*Yang Diminta*
1. Salin dengan persis sebagian teks tentang filsafat pendidikan di Indonesia, mulai dari kata "Upaya-upaya merumuskan" dan berhenti setelah kata "pendidikan itu sendiri.".
2. Teruskan tulisan tentang filsafat pendidikan di Indonesia, dimulai sesudah kalimat terakhirnya.

*Teks Bacaan*
***
Upaya-upaya merumuskan
filsafat pendidikan di Indonesia baru dalam tahap perhatian. Perhatian-perhatian
terhadap perlunya filsafat pendidikan itu pun baru muncul di sana-sini belum
terkoordinasi menjadi suatu perhatian besar untuk segera mewujudkannya. Kondisi
seperti ini tidak terlepas dari kesimpangsiuran pandangan para pendidik
terhadap pendidikan itu sendiri.
Ada suatu hasil penelitian
bertalian dengan hal di atas yang dilakukan oleh Jasin, dkk (1994) dengan
responden para mahasiswa PGSD, S1, S2, dan S3 IKIP Jakarta dan para ahli
pendidikan di Jakarta, Bandung, dan Surabaya. Penelitian itu menemukan hal-hal
seperti berikut (1) lebih dari sebagian responden menginginkan penegasan
kembali pengertian pendidikan dan pengajaran, (2) hampir sebagian responden
mahasiswa dan dosen berpendapat bahwa ilmu pendidikan kurang dikembangkan,
sementara itu seperlima para ahli pendidikan menyatakan pendidikan kurang
fungsional untuk menyiapkan para calon guru, (3) para mahasiswa dan dosen
berpendapat ilmu pendidikan adalah ilmu mandiri, sementara itu hampir sepertiga
para ahli menyatakan ilmu pendidikan adalah ilmu terapan, dan (4) semua
responden menyatakan kurang mengenal struktur ilmu pendidikan. Karena keragaman
pandangan di atas membuat responden terpecah menjadi sebagian mendukung
pernyataan yang menyatakan guru tidak mendidik melainkan mengajar dan sebagian
lagi menolak.
***
*Baris yang Diberikan*
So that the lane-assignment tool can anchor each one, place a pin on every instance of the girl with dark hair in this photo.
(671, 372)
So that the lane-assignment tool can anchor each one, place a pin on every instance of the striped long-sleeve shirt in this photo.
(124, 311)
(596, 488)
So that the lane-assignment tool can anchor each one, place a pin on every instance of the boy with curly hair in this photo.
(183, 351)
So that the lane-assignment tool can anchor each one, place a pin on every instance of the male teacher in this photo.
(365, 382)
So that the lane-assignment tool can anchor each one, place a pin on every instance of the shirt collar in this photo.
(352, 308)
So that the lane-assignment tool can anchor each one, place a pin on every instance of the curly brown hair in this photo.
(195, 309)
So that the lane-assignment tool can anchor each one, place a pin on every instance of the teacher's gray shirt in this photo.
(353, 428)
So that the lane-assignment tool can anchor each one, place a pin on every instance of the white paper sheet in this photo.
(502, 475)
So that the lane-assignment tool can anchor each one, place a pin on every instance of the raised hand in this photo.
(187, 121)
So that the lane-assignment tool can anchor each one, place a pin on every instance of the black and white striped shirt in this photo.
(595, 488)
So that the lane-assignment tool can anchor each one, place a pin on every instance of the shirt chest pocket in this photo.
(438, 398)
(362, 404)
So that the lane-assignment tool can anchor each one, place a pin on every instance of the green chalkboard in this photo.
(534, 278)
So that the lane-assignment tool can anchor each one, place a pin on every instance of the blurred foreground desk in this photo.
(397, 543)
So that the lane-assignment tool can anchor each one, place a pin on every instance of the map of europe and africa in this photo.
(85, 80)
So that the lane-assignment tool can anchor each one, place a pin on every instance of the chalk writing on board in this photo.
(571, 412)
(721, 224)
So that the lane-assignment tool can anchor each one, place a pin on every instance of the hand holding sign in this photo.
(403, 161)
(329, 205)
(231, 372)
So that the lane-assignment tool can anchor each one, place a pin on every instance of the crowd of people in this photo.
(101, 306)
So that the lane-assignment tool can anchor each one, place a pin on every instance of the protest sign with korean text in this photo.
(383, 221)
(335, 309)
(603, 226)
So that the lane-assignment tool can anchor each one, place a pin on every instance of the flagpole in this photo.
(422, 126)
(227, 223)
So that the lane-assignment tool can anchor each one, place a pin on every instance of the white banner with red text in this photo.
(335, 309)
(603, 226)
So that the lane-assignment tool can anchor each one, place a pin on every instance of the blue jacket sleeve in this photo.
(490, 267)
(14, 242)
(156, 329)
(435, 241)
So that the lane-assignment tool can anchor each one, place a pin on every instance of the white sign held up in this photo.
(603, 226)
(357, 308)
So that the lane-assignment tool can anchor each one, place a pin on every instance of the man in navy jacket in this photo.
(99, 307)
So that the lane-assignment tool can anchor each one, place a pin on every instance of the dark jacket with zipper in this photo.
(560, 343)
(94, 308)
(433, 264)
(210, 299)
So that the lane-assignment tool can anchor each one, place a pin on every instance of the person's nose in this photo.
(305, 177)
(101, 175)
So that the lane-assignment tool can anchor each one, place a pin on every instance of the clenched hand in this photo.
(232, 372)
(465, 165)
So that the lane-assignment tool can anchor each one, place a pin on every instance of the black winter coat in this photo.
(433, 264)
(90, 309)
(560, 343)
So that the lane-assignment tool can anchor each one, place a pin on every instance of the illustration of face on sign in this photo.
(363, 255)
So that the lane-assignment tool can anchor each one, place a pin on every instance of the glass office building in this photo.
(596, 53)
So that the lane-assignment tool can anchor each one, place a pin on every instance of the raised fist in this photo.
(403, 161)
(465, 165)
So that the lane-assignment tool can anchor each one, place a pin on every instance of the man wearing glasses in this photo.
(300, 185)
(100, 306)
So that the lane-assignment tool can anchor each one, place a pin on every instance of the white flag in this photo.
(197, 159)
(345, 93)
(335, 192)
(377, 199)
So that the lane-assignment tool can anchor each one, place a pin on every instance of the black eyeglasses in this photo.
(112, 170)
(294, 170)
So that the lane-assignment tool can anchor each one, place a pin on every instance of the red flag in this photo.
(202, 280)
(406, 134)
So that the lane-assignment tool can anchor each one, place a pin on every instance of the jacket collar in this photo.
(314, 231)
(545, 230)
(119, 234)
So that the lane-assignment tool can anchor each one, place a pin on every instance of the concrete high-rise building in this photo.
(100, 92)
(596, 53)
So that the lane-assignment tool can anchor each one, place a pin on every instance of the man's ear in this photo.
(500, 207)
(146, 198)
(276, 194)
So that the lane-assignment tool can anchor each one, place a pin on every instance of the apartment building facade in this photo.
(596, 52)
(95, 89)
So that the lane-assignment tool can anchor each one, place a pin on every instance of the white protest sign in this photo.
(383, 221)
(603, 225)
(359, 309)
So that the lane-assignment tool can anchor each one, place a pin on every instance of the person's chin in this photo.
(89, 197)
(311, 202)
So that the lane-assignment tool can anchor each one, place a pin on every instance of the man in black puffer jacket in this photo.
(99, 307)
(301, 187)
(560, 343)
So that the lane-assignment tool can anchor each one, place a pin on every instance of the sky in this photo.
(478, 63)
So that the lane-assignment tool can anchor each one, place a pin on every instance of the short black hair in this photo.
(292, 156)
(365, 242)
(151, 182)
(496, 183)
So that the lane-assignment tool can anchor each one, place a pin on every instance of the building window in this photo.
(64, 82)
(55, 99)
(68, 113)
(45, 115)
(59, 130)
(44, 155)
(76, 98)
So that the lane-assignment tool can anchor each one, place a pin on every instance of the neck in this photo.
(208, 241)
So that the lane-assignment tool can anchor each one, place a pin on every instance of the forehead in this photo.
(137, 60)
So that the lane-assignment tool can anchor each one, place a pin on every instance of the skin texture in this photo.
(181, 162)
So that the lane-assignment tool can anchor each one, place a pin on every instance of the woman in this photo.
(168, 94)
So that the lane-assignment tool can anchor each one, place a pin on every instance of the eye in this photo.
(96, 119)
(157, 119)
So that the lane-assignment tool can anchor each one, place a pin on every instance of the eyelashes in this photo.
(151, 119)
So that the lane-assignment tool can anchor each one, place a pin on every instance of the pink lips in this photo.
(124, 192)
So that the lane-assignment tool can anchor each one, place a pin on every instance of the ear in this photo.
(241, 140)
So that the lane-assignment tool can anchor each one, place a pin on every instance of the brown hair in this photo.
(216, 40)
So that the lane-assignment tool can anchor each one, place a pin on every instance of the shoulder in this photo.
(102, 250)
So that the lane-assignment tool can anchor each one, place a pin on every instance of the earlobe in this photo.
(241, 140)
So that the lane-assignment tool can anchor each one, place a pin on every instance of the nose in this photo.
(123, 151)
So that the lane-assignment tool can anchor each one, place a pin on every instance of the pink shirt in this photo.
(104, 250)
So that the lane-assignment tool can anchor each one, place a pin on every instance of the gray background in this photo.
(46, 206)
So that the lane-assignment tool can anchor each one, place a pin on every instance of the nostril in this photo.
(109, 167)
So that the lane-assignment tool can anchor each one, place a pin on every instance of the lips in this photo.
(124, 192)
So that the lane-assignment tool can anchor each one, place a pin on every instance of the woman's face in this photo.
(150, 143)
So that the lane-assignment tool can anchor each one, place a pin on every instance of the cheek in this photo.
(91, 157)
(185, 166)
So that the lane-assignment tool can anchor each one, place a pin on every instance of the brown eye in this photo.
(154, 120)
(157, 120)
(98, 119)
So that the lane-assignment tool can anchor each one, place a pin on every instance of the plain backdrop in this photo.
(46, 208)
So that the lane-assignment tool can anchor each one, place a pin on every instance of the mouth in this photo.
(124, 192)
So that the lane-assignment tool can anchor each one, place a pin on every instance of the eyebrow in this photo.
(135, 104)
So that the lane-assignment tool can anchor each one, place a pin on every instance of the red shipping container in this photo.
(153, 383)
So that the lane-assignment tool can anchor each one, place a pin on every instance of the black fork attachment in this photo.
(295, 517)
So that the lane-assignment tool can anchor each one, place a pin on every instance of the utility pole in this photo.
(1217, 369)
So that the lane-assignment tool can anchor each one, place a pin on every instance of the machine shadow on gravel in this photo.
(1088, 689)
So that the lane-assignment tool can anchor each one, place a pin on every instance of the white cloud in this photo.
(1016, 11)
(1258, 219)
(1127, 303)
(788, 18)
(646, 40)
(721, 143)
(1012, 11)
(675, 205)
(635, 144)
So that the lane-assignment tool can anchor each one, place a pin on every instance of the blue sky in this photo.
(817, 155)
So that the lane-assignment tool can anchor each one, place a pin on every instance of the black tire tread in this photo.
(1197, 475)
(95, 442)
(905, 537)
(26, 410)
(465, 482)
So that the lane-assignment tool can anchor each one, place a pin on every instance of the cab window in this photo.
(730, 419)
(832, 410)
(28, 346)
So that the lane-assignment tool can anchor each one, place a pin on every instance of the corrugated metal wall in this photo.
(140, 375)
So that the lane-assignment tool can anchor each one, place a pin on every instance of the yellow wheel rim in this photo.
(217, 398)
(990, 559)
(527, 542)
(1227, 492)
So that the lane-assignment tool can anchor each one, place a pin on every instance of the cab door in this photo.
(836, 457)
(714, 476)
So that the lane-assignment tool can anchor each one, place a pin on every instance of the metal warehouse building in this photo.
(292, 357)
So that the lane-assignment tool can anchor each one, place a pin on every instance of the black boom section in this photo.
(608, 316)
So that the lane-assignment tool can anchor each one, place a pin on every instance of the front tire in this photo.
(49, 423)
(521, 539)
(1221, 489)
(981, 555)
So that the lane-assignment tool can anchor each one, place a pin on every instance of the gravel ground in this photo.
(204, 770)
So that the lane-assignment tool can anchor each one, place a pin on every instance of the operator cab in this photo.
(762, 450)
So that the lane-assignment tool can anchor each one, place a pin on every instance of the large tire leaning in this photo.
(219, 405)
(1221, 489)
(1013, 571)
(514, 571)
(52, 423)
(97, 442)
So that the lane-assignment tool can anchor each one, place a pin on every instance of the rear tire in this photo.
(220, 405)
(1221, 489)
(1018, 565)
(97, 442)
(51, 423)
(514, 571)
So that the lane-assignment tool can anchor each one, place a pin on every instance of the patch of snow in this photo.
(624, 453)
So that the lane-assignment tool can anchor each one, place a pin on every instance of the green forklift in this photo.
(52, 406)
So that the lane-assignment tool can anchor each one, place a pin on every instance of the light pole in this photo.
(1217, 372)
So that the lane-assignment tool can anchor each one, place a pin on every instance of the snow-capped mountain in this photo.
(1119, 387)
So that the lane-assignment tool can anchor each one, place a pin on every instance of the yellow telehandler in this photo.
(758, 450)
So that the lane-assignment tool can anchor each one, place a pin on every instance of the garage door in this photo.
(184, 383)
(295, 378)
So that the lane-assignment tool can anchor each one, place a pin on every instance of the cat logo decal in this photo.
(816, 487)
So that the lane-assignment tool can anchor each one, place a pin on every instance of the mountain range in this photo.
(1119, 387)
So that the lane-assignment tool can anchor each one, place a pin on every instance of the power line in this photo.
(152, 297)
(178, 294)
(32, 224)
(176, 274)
***
*Jawaban Latihan*
1.
Upaya-upaya merumuskan
filsafat pendidikan di Indonesia baru dalam tahap perhatian. Perhatian-perhatian
terhadap perlunya filsafat pendidikan itu pun baru muncul di sana-sini belum
terkoordinasi menjadi suatu perhatian besar untuk segera mewujudkannya. Kondisi
seperti ini tidak terlepas dari kesimpangsiuran pandangan para pendidik
terhadap pendidikan itu sendiri.

2.
Dari hasil penelitian tersebut
dapat ditarik sejumlah masalah bertalian dengan ilmu pendidikan, yaitu :
1. Belum
jelas pengertian pendidikan dan pengajaran.
2. Ilmu
pendidikan kurang dikembangkan.
3. Ilmu
pendidikan kurang fungsional untuk menyiapkan para calon guru.
4. Belum
jelas apakah ilmu pendidikan merupakan ilmu dasar atau ilmu terapan.
5. Struktur
ilmu pendidikan kurang dikenal.
6. Belum
jelas apakah guru mendidik dan mengajar atau hanya mengajar saja.
Keenam masalah tersebut
menunjukkan bahwa pendidikan, khususnya pendidikan sebagai ilmu belum
ditangani. Mulai dari pengertian pendidikan, juga pengertian pengajaran, apakah
sebagai ilmu dasar atau ilmu terapan, struktur ilmu itu, sampai dengan
penerapannya pada para calon guru dan guru-guru masih belum jelas. Kondisi ilmu
pendidikan seperti ini terjadi karena memang ilmu itu belum digali dan
dikembangkan.
Untuk mengembangkan ilmu
pendidikan yang bercorak Indonesia secara valid, terlebih dahulu diperlukan
pemikiran dan perenungan yang mendalam tentang ilmu itu sendiri dan budaya
serta geografis Indonesia yang akan mewarnainya. Pemikiran dan perenungan itu
adalah filsafat yang khusus membahas pendidikan yang tepat diterapkan di Indonesia.
Dengan kata lain, untuk menemukan teori-teori pendidikan yang bercorak
Indonesia dibutuhkan terlebih dahulu rumusan filsafat pendidikan yang bercorak
Indonesia pula.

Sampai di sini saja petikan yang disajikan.